Directions for this task
Find each line in the rows below that contains the word "mast", and copy every such line in full.

Data for processing
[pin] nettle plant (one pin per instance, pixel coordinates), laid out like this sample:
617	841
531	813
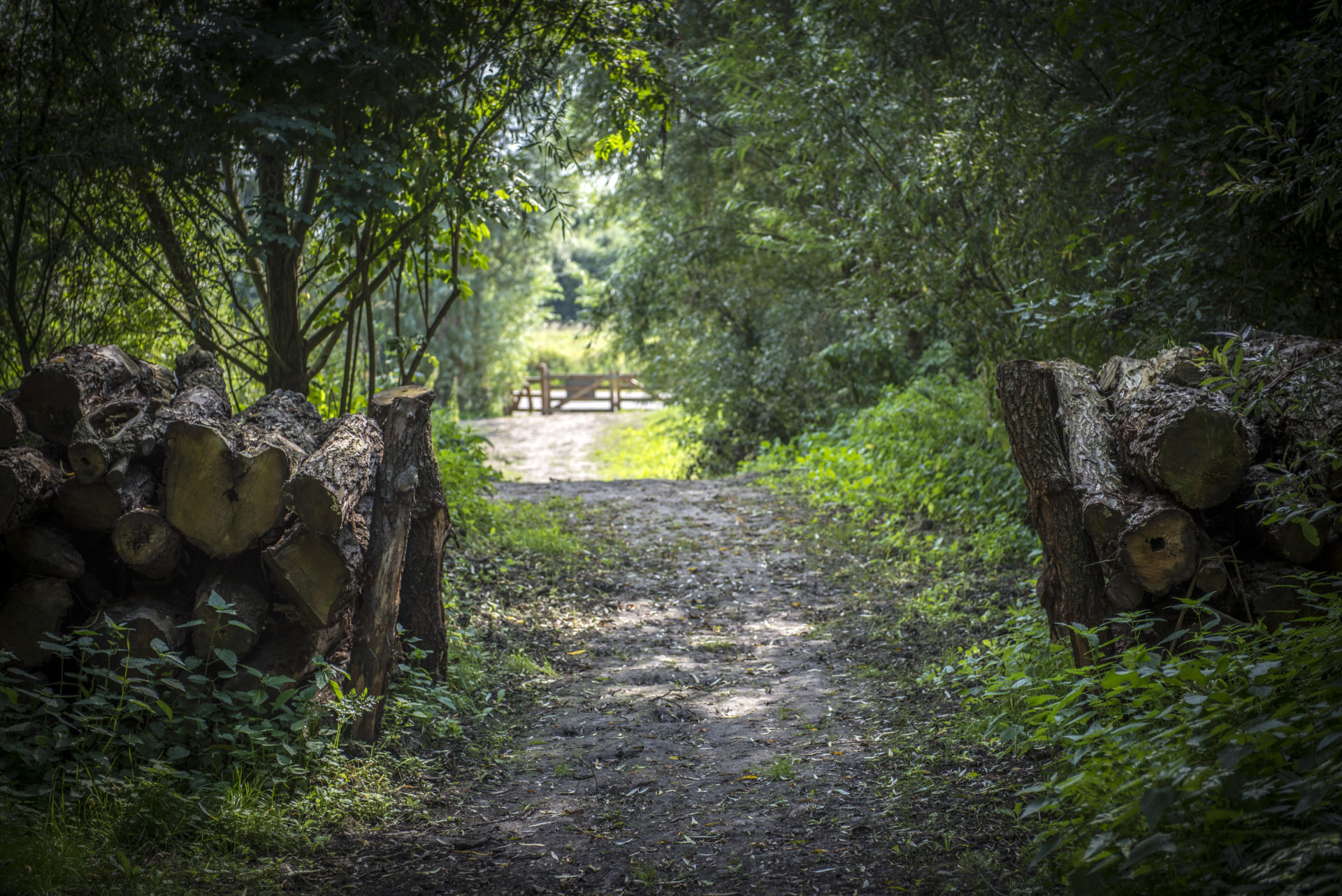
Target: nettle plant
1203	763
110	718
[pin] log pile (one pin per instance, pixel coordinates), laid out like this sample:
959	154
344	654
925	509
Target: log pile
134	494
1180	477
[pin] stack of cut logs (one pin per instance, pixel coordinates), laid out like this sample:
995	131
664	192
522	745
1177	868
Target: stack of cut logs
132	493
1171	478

==

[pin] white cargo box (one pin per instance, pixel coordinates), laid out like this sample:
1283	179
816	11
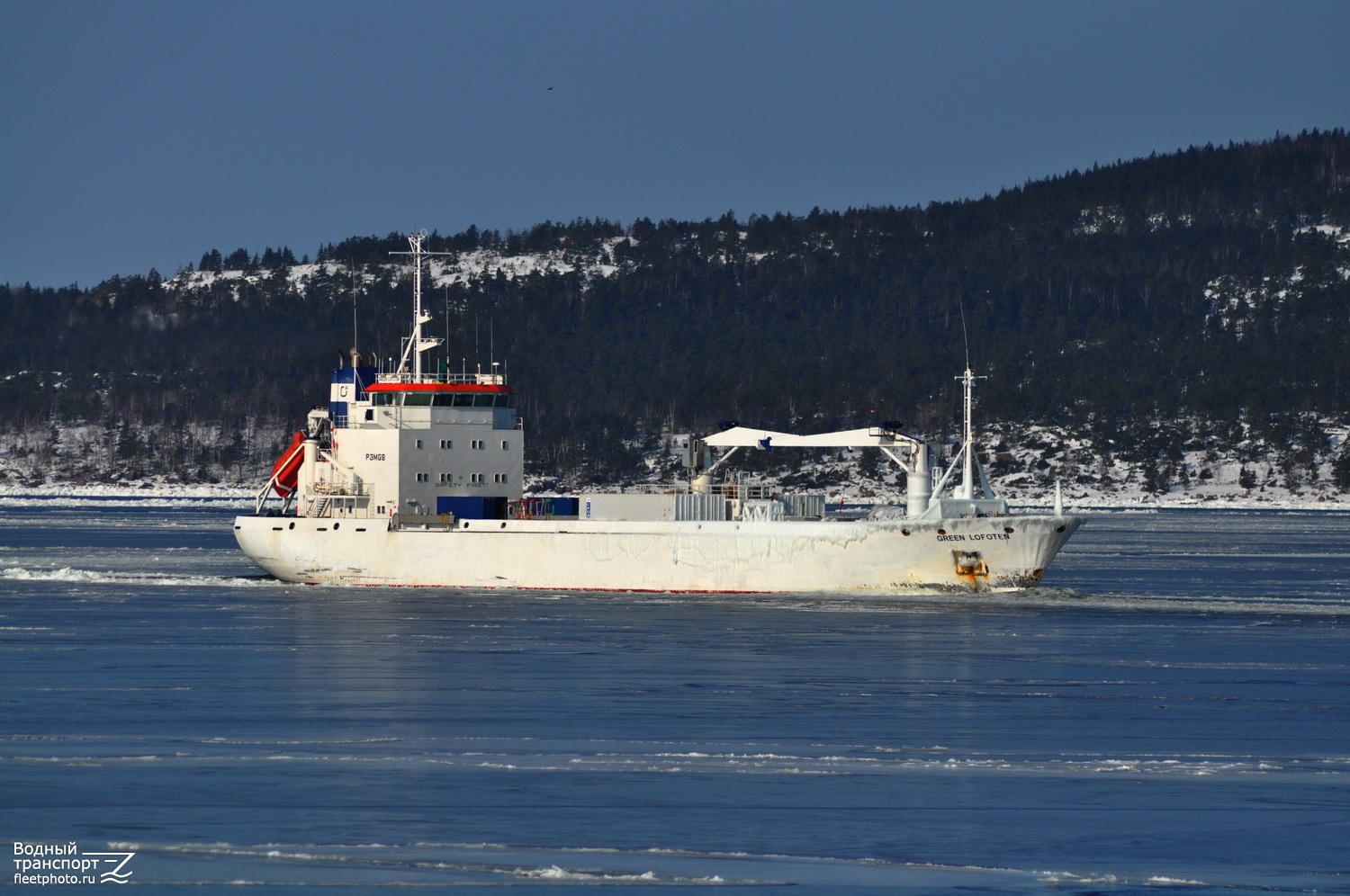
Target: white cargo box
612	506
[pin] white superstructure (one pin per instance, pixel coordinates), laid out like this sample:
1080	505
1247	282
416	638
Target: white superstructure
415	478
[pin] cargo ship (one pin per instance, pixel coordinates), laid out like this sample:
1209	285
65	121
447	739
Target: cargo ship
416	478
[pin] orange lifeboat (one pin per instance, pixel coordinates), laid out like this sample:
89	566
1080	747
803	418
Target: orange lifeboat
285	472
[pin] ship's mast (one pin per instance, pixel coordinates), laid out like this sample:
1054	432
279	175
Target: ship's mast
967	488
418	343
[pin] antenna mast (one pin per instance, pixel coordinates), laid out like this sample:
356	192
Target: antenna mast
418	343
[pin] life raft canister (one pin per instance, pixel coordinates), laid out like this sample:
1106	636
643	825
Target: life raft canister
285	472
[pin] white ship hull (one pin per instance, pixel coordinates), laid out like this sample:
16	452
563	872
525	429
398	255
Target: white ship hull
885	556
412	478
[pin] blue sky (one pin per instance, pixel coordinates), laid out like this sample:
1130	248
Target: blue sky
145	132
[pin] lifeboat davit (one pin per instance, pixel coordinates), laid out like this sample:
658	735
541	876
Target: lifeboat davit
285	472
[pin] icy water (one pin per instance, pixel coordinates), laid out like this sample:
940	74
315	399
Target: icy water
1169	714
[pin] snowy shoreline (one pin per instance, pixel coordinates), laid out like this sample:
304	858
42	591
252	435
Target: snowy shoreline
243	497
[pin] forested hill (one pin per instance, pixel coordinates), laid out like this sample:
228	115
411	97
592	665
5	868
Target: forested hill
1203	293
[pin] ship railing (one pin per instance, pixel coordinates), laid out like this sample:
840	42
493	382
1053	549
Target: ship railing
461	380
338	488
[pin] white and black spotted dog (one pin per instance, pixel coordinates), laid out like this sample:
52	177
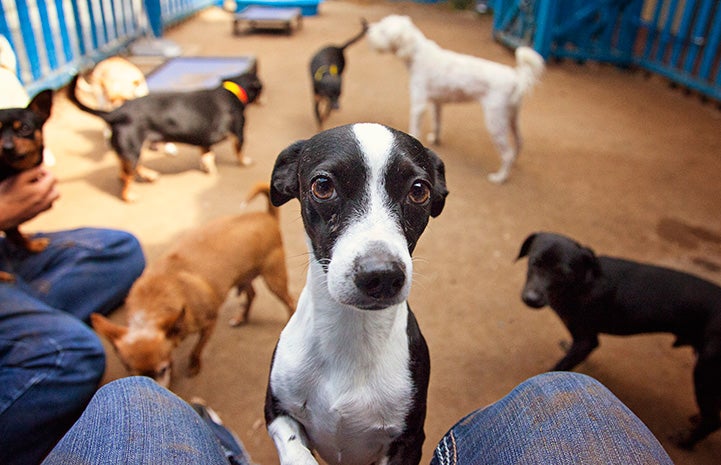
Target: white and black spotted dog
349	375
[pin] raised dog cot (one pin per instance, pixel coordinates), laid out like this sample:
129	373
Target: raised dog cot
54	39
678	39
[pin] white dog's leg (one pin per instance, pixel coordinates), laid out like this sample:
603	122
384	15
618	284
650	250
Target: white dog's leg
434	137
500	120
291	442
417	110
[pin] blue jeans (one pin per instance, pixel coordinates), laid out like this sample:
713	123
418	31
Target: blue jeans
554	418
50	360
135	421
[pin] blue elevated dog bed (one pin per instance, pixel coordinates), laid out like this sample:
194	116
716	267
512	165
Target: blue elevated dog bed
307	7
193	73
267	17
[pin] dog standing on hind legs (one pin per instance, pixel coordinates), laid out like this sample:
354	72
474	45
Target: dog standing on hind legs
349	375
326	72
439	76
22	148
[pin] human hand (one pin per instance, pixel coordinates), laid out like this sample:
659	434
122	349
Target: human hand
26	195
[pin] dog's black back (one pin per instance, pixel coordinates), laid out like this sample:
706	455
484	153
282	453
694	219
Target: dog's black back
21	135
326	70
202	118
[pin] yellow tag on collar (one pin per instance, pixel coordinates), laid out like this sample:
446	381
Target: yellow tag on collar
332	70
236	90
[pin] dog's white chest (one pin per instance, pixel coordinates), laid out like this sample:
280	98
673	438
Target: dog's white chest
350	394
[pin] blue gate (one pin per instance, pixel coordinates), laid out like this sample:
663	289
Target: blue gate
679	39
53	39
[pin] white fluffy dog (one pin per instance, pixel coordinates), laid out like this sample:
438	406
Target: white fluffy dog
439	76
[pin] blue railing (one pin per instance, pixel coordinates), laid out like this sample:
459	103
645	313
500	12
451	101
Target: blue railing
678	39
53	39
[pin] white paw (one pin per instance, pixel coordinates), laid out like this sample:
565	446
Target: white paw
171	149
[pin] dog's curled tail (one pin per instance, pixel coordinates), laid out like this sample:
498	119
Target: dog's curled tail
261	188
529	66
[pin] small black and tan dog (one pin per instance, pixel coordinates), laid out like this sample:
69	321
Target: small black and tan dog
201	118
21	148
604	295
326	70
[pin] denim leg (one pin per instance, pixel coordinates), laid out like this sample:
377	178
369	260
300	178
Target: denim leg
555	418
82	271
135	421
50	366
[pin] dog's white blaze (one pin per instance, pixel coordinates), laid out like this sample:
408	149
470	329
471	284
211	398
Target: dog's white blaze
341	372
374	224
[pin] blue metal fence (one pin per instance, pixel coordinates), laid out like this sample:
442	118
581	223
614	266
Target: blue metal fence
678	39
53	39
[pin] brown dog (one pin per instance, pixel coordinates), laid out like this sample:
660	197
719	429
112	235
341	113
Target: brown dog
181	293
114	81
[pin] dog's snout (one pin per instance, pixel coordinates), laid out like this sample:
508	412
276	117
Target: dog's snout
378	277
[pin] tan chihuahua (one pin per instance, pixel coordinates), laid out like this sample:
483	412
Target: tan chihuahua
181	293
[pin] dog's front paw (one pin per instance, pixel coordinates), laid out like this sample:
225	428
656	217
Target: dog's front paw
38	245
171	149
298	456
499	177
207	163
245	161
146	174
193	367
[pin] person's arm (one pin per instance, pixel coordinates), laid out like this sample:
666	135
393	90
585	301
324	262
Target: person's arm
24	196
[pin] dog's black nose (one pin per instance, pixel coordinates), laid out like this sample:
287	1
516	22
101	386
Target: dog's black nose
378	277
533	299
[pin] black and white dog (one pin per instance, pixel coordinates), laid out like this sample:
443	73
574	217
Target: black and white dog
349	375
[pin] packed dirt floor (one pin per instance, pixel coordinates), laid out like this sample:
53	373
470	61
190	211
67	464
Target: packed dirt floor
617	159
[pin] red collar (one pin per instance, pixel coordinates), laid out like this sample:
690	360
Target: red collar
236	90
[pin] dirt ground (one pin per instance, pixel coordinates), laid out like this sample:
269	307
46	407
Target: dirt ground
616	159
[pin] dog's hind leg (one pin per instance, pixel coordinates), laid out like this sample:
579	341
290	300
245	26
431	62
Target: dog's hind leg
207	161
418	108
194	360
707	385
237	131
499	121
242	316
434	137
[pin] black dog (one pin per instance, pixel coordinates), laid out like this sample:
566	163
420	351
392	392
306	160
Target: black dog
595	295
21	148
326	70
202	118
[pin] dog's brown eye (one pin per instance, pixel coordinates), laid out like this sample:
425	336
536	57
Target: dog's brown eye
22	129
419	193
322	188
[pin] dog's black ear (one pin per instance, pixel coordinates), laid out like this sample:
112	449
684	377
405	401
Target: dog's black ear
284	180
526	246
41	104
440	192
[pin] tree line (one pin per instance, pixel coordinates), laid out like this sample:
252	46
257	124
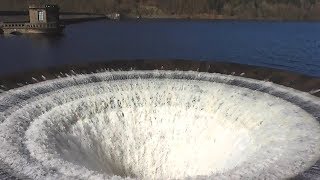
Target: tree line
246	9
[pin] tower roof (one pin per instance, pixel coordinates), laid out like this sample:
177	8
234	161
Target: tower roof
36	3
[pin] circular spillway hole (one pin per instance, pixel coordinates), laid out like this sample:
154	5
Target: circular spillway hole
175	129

Finished task
[pin] ship's mast (one pin per instance, pixel coordinates), laid out like this sample:
Target: ship's mast
[pin] antenna mast (one pin per instance, pixel coordinates), laid out like this sample:
Target: antenna mast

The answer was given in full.